■ Extracted records:
· · · · ·
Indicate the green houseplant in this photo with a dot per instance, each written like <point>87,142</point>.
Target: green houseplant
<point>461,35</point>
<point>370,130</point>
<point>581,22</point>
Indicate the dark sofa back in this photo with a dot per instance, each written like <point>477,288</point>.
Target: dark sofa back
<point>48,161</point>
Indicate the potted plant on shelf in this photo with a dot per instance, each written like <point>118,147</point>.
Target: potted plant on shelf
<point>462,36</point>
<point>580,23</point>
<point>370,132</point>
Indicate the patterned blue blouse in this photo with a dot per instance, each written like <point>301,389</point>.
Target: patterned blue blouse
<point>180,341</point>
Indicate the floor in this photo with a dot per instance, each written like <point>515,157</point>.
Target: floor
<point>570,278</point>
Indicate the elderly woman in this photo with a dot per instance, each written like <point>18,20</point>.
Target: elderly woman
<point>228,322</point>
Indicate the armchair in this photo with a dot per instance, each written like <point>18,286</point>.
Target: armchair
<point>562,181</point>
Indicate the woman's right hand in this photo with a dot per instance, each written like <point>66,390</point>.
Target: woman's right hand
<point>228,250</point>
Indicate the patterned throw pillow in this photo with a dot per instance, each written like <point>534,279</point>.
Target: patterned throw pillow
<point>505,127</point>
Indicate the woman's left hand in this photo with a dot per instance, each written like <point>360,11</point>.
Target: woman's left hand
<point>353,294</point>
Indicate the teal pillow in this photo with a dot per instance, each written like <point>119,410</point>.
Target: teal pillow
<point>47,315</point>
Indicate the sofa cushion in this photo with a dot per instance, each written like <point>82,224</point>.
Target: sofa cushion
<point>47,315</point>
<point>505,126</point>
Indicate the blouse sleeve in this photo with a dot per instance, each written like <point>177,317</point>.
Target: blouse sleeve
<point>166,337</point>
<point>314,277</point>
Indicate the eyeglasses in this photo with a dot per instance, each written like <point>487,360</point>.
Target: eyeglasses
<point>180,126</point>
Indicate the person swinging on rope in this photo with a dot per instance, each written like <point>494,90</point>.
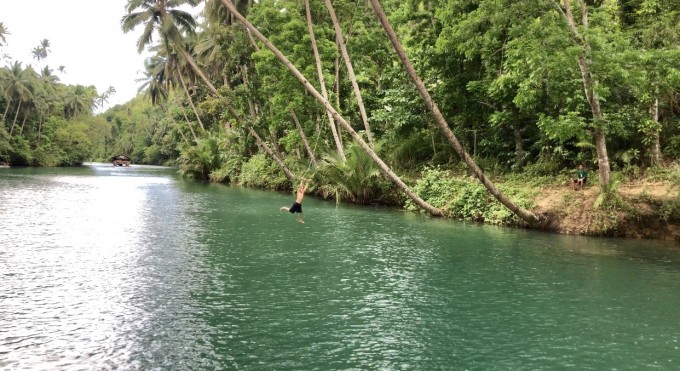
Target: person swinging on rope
<point>297,205</point>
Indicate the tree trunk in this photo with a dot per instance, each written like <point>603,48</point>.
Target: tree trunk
<point>589,83</point>
<point>23,123</point>
<point>306,84</point>
<point>655,149</point>
<point>519,147</point>
<point>15,119</point>
<point>4,115</point>
<point>271,153</point>
<point>193,133</point>
<point>212,88</point>
<point>524,214</point>
<point>191,101</point>
<point>350,73</point>
<point>305,142</point>
<point>324,92</point>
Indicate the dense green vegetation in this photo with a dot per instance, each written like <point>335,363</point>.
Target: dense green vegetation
<point>527,89</point>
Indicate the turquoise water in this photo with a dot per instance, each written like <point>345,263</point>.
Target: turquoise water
<point>134,268</point>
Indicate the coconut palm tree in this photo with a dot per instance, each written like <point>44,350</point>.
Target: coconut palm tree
<point>171,24</point>
<point>154,80</point>
<point>19,89</point>
<point>41,51</point>
<point>386,170</point>
<point>322,83</point>
<point>3,32</point>
<point>524,214</point>
<point>350,72</point>
<point>79,99</point>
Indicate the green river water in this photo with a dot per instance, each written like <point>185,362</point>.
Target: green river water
<point>134,268</point>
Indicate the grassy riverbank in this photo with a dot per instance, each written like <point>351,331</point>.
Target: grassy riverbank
<point>640,204</point>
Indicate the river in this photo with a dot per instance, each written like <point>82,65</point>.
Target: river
<point>135,268</point>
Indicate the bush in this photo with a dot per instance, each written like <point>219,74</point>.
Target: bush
<point>464,198</point>
<point>261,172</point>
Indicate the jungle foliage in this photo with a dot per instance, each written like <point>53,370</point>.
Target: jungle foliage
<point>530,88</point>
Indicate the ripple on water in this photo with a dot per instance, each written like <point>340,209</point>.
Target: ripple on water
<point>179,275</point>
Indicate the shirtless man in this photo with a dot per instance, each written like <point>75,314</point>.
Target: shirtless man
<point>297,205</point>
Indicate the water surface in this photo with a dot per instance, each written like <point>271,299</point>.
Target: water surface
<point>134,268</point>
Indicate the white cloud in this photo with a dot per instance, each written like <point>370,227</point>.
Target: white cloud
<point>85,37</point>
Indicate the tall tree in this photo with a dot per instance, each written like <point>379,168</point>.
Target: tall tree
<point>307,85</point>
<point>350,72</point>
<point>579,31</point>
<point>322,82</point>
<point>3,34</point>
<point>524,214</point>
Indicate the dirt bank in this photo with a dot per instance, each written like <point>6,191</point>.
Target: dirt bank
<point>648,210</point>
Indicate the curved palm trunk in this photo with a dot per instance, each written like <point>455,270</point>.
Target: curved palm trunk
<point>271,153</point>
<point>308,86</point>
<point>524,214</point>
<point>4,115</point>
<point>191,101</point>
<point>655,149</point>
<point>212,88</point>
<point>350,73</point>
<point>16,115</point>
<point>305,142</point>
<point>322,83</point>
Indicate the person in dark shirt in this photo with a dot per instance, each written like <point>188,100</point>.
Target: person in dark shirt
<point>297,205</point>
<point>581,177</point>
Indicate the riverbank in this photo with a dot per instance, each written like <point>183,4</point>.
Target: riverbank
<point>647,209</point>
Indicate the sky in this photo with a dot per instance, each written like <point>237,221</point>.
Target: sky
<point>85,37</point>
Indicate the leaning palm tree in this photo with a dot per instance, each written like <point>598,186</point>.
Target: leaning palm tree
<point>3,32</point>
<point>350,72</point>
<point>19,89</point>
<point>524,214</point>
<point>384,168</point>
<point>322,83</point>
<point>171,24</point>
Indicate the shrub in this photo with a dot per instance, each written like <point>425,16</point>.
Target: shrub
<point>259,171</point>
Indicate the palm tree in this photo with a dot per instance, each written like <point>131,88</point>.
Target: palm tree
<point>579,34</point>
<point>350,72</point>
<point>3,31</point>
<point>154,80</point>
<point>19,89</point>
<point>104,97</point>
<point>524,214</point>
<point>171,24</point>
<point>79,99</point>
<point>40,52</point>
<point>322,83</point>
<point>308,86</point>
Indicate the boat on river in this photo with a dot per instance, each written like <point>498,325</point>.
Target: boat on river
<point>121,160</point>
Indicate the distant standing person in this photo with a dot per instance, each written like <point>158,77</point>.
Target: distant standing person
<point>581,176</point>
<point>297,205</point>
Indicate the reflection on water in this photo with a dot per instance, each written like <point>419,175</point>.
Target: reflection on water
<point>133,268</point>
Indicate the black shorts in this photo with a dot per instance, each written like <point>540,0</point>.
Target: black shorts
<point>296,208</point>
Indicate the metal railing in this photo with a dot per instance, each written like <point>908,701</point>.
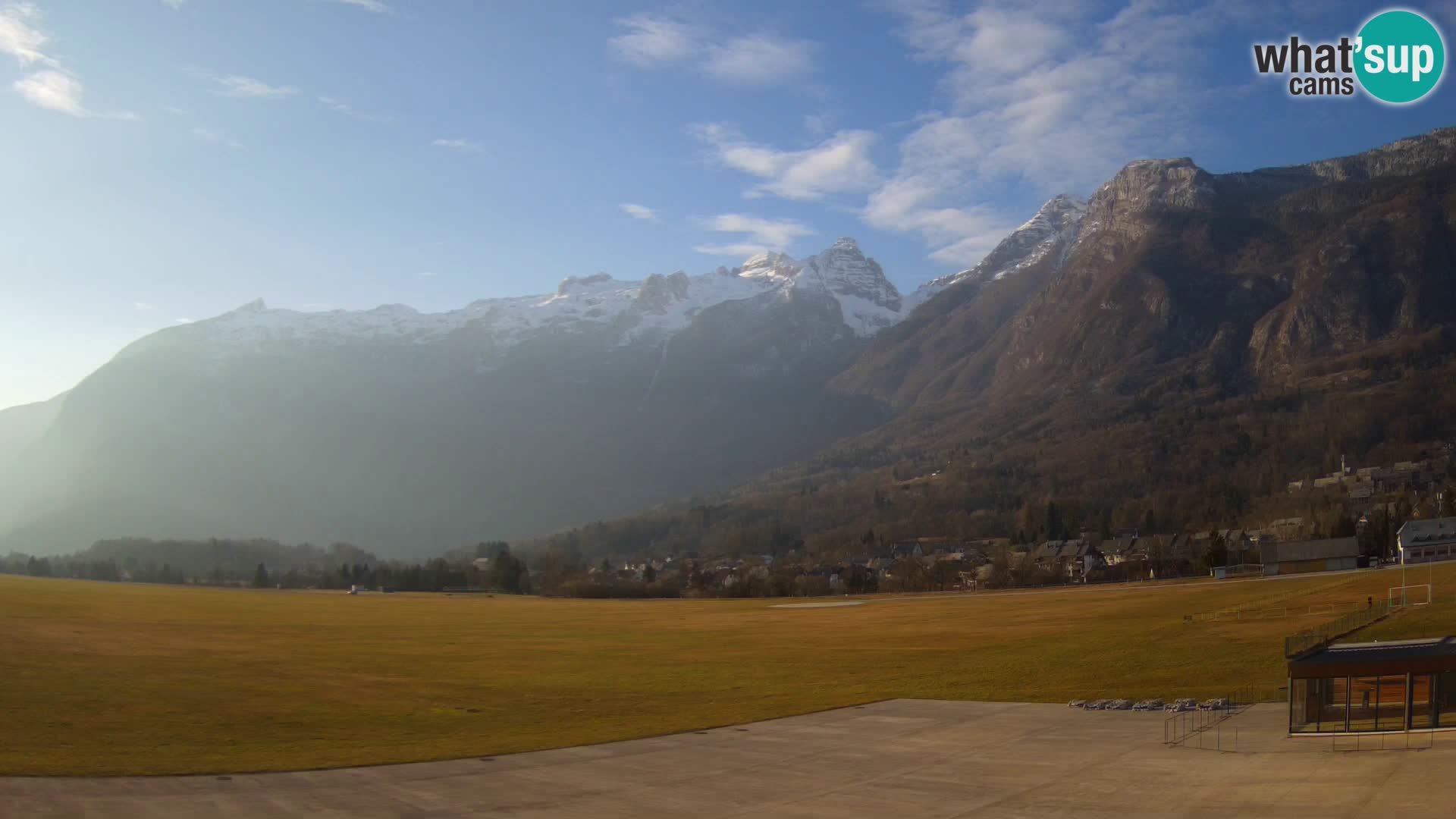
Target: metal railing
<point>1201,729</point>
<point>1385,741</point>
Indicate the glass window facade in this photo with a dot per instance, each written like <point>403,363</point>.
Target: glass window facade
<point>1388,703</point>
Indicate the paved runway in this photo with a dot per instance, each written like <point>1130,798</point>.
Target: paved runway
<point>900,758</point>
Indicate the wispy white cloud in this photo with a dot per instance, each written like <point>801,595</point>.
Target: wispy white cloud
<point>759,235</point>
<point>651,41</point>
<point>1055,96</point>
<point>761,58</point>
<point>654,39</point>
<point>837,165</point>
<point>457,145</point>
<point>817,124</point>
<point>55,88</point>
<point>60,91</point>
<point>248,88</point>
<point>216,137</point>
<point>378,6</point>
<point>340,107</point>
<point>20,37</point>
<point>638,212</point>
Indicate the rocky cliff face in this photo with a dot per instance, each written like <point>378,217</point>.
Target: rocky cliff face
<point>1235,279</point>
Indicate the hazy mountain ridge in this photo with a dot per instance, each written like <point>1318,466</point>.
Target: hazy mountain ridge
<point>410,431</point>
<point>406,431</point>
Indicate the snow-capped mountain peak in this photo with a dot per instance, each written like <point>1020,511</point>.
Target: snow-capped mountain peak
<point>653,308</point>
<point>1053,229</point>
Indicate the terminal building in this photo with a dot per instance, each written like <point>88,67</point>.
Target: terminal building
<point>1373,687</point>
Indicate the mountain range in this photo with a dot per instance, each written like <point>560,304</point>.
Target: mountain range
<point>408,433</point>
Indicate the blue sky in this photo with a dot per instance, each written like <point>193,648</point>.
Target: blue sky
<point>171,159</point>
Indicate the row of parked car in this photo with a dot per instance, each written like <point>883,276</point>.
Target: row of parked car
<point>1181,704</point>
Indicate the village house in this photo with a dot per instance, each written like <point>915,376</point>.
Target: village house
<point>1075,558</point>
<point>1427,541</point>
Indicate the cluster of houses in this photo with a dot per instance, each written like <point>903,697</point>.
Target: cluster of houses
<point>1369,482</point>
<point>957,566</point>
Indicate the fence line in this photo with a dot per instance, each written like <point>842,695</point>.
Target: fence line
<point>1296,645</point>
<point>1273,613</point>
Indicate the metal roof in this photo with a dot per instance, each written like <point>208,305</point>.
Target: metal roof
<point>1310,550</point>
<point>1433,531</point>
<point>1392,656</point>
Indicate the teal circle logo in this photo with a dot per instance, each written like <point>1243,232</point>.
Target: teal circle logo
<point>1400,57</point>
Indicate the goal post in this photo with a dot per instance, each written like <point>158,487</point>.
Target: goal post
<point>1417,595</point>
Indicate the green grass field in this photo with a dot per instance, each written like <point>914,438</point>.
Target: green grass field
<point>109,678</point>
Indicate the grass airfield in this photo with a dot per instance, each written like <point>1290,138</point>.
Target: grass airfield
<point>131,679</point>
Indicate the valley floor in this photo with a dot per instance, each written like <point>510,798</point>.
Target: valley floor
<point>133,679</point>
<point>896,758</point>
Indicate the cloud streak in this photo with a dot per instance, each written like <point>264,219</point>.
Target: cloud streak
<point>638,212</point>
<point>837,165</point>
<point>761,58</point>
<point>215,137</point>
<point>1050,98</point>
<point>655,41</point>
<point>759,235</point>
<point>462,145</point>
<point>53,88</point>
<point>249,88</point>
<point>340,107</point>
<point>376,6</point>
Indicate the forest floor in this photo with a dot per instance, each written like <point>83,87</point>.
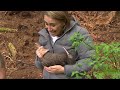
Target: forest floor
<point>104,26</point>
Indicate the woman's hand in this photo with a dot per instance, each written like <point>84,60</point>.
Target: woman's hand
<point>41,51</point>
<point>57,69</point>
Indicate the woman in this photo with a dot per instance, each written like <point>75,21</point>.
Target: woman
<point>59,27</point>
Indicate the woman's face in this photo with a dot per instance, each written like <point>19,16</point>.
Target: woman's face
<point>54,26</point>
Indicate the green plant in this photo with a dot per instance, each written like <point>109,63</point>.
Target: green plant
<point>107,59</point>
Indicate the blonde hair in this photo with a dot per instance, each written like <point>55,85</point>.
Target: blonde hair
<point>62,16</point>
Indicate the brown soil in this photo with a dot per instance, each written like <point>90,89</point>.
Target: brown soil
<point>103,26</point>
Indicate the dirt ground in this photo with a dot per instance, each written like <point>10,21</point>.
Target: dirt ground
<point>104,26</point>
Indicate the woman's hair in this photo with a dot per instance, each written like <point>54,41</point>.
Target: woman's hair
<point>62,16</point>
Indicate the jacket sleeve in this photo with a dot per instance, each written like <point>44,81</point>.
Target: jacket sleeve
<point>38,63</point>
<point>84,56</point>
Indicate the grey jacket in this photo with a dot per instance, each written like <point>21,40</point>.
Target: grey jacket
<point>82,55</point>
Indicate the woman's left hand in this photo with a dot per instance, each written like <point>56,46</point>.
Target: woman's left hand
<point>57,69</point>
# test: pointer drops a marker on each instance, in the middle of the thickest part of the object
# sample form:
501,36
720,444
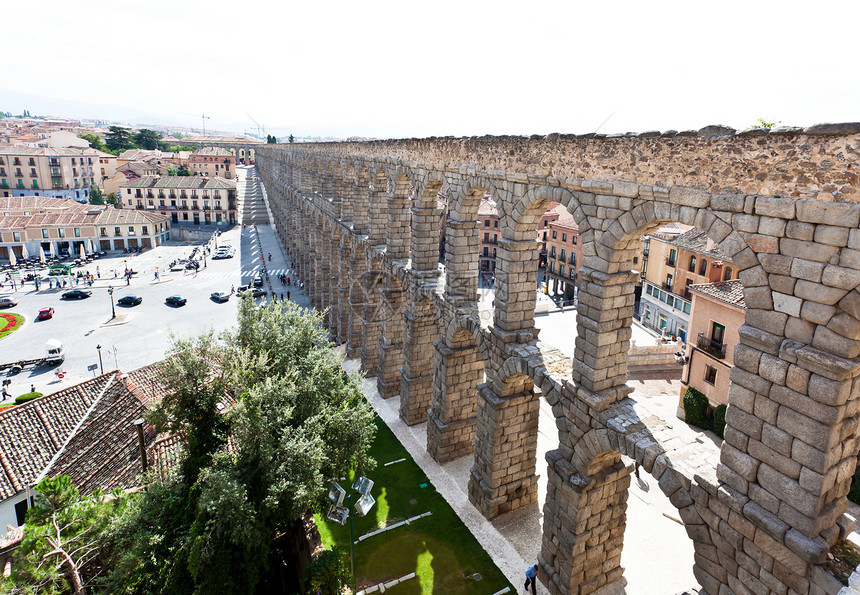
· · · · ·
■ Your instructions:
Could you arrange the lines of the records, from the first line up to and including the line that contains "<point>180,126</point>", as a JSON list of strings with one string per line and no blank lines?

■ Expected output:
[
  "Indicate the green houseplant in this photo with a dot per instance, each written like <point>87,142</point>.",
  "Target: green houseplant",
  "<point>461,35</point>",
  "<point>370,130</point>",
  "<point>581,22</point>",
  "Indicate the dark sofa back in this photo with a dot per instance, each written like <point>477,288</point>.",
  "Target: dark sofa back",
  "<point>48,161</point>",
  "Indicate the potted plant on shelf in this photo with a dot per instance, each written like <point>118,147</point>.",
  "Target: potted plant on shelf",
  "<point>462,36</point>",
  "<point>580,23</point>",
  "<point>370,132</point>",
  "Indicate the patterned blue blouse in this photo with a dot per instance, each written like <point>301,389</point>.",
  "Target: patterned blue blouse",
  "<point>180,341</point>",
  "Indicate the floor in this photo with a dot per instance, each written like <point>515,157</point>.",
  "Target: floor",
  "<point>570,278</point>",
  "Indicate the elderly woman in this photo with a dot per instance, each written like <point>18,20</point>.",
  "Target: elderly woman",
  "<point>228,322</point>",
  "Indicate the armchair in this photo with a dot per instance, each written like <point>18,286</point>.",
  "Target: armchair",
  "<point>562,181</point>",
  "Indicate the woman's right hand in this photo with a dot per instance, each written like <point>66,390</point>.",
  "Target: woman's right hand",
  "<point>228,250</point>",
  "Indicate the patterned throw pillow in this photo with a dot per instance, each written like <point>534,279</point>.",
  "Target: patterned throw pillow",
  "<point>505,127</point>",
  "Indicate the woman's left hand in this photo with a dot per instance, each written like <point>360,11</point>.",
  "Target: woman's left hand",
  "<point>353,294</point>",
  "Indicate the teal pillow in this photo with a dot per instance, each written like <point>119,410</point>.",
  "Target: teal pillow",
  "<point>47,315</point>",
  "Indicate the sofa cushion in this photo with a dot per instance, each written like <point>82,224</point>.",
  "Target: sofa cushion",
  "<point>47,315</point>",
  "<point>505,126</point>",
  "Indicate the blouse sleeve in this photo with a dot per instance, each written like <point>177,317</point>.",
  "Target: blouse sleeve",
  "<point>166,337</point>",
  "<point>314,277</point>",
  "Indicate the eyeglasses in this photo with a dot per instance, each written like <point>487,360</point>.",
  "Target: eyeglasses",
  "<point>180,126</point>"
]